What to work on: Exactly the lines from the line containing "Target: brown paper background" through the last line of the entries below should appear in the answer, reproduced verbatim.

Exercise data:

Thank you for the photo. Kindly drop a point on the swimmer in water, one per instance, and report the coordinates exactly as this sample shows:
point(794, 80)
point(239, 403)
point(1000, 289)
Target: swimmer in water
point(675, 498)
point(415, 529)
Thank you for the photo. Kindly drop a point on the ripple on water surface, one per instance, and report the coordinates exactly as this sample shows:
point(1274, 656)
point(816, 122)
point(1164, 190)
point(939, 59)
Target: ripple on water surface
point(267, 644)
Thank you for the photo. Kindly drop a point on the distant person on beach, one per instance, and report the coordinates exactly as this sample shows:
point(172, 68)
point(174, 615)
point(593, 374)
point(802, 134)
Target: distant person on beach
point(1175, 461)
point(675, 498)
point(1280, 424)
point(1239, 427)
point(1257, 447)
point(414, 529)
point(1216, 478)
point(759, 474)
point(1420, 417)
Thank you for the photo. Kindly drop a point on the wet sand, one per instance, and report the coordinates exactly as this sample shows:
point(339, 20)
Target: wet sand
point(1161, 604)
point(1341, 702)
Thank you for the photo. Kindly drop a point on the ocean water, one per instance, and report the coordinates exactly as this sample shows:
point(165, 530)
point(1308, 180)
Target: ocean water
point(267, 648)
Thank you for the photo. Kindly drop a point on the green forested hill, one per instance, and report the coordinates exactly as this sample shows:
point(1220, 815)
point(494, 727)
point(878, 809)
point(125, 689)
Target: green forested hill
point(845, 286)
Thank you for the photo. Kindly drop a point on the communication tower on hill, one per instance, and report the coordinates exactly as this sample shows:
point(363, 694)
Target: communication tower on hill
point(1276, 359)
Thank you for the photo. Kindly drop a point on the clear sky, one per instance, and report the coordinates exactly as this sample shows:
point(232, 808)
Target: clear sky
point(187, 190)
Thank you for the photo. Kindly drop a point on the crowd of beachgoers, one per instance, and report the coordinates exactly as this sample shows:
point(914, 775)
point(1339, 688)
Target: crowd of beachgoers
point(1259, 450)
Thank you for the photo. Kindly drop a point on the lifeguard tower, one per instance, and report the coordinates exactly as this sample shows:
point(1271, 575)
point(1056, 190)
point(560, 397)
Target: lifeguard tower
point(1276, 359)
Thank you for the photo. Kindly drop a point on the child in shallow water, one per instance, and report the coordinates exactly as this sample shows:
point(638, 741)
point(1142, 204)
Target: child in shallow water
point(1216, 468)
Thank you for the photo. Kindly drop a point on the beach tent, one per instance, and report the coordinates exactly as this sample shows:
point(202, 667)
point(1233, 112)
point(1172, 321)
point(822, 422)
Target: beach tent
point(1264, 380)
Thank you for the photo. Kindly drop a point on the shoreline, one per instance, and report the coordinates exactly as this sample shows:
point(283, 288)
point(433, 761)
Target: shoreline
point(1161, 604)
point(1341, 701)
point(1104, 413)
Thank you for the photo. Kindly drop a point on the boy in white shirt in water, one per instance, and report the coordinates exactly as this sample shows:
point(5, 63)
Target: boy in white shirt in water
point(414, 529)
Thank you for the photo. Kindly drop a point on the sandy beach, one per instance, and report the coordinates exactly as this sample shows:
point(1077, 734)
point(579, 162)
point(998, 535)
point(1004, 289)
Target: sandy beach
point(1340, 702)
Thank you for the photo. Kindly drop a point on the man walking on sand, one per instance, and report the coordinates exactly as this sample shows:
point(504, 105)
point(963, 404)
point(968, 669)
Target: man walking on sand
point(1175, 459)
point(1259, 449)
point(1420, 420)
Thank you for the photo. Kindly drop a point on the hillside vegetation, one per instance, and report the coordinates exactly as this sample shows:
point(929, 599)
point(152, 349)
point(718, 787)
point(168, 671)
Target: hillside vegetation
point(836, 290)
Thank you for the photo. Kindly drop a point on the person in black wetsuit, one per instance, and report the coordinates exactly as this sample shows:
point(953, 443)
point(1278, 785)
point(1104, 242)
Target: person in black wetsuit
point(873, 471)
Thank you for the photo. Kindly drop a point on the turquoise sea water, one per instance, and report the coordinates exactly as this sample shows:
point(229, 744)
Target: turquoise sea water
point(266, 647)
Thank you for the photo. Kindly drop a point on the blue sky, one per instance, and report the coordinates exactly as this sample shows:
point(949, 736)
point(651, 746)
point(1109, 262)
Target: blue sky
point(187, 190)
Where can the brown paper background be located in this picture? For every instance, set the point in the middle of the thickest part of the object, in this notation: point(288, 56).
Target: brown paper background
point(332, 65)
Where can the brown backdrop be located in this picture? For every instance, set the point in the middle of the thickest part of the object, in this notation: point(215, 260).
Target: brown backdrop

Response area:
Target: brown paper background
point(332, 65)
Where can the brown backdrop be located in this picture? For every instance, set the point in the middle of the thickest part of the object, in this notation: point(215, 260).
Target: brown backdrop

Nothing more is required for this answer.